=== Given passage ===
Due to recent budget and staffing cuts, hours may vary. Please call.
(All oral histories are available through the Knowledge Center's Special Collections Department, and some circulate as well.)

  No. 035 
  John F. Cahlan: Reminiscences of a Reno and Las Vegas, Nevada, Newspaperman, University Regent, and Public-Spirited Citizen
No. 035 : hardcover  $37.00
No. 035 : softbound  $28.00
 

John Francis Cahlan is a native of Nevada, born in Reno in 1902. He had a long career as a newspaperman and followed an avocation in politics, serving as a regent of the University of Nevada, a legislative lobbyist, and as an instigator of the establishment of the Nevada State Archives.

Few residents of Nevada have had greater contact with the events and the men who have shaped the state's history in the past half-century than John Cahlan. Born in Reno and briefly a resident of Carson City, Cahlan attended the University of Nevada in the 1920s. He worked for the Nevada State Journal when James G. Scrugham was its owner, and moved to Las Vegas when newspapering was still in its adolescence there. Cahlan was not a selective scholar--a newspaperman cannot afford to be that. He was, rather, a reporter trained by long service to listen for the feature angle or the news lead. Names of nationally famous and locally prominent personalities abound; Mr. Cahlan obviously took pride in his encounters with the people who make news.

=== Provided data ===

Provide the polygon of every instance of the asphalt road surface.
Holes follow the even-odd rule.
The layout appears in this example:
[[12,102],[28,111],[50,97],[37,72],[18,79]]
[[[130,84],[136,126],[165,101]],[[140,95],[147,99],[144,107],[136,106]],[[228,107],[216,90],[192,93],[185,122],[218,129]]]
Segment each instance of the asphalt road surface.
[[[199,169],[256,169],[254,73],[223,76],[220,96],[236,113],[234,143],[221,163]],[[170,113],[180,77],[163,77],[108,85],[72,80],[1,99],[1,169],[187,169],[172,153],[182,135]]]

=== Requirements ===
(1) Please print the road-outline entries line for line, without any change.
(2) Proceed with the John Cahlan text, picking up after its last sentence.
The Cahlan text and the entries are unrelated material.

=== Answers to each task ===
(1)
Provide the polygon of every instance of the asphalt road surface.
Holes follow the even-odd rule.
The layout appears in this example:
[[12,102],[28,111],[50,97],[37,72],[18,79]]
[[[130,84],[136,126],[165,101]],[[140,95],[147,99],[144,107],[136,106]],[[228,107],[216,90],[192,93],[185,122],[218,129]]]
Segment each instance of the asphalt road surface.
[[[199,169],[256,169],[254,73],[223,76],[220,96],[236,113],[234,143],[221,163]],[[170,113],[180,77],[163,77],[108,85],[72,80],[1,99],[1,169],[187,169],[172,153],[182,135]]]

(2)
Cahlan watched the building of Hoover Dam, the growth of Las Vegas, and the development of the Atomic Energy Commission's testing facility from a unique point of view. His activities as political prophet and seer, legislative reporter, university regent, juvenile officer, and service club activist took him into far more strategic situations than most Nevadans ever could experience. The state was much smaller in population during Mr. Cahlan's busiest years, and it is doubtful that future archivists will have a comparable range of opportunities. This account is certain to be of value, not only for its descriptions of the events that Cahlan saw firsthand, but also for the small-town festivities, the hearsay that it preserves, and for the gossip—the most natural and honest kind of narration—that is here put in permanent form.

Scholars of the future may find reason to recheck some of Cahlan's assertions or descriptions—this is one of the functions of scholarship—but they will do well to keep this account close at hand. It is representative, earnest, patriotic, local history, related with the pride and self-assurance that was common to those who are now being called "Old Nevadans."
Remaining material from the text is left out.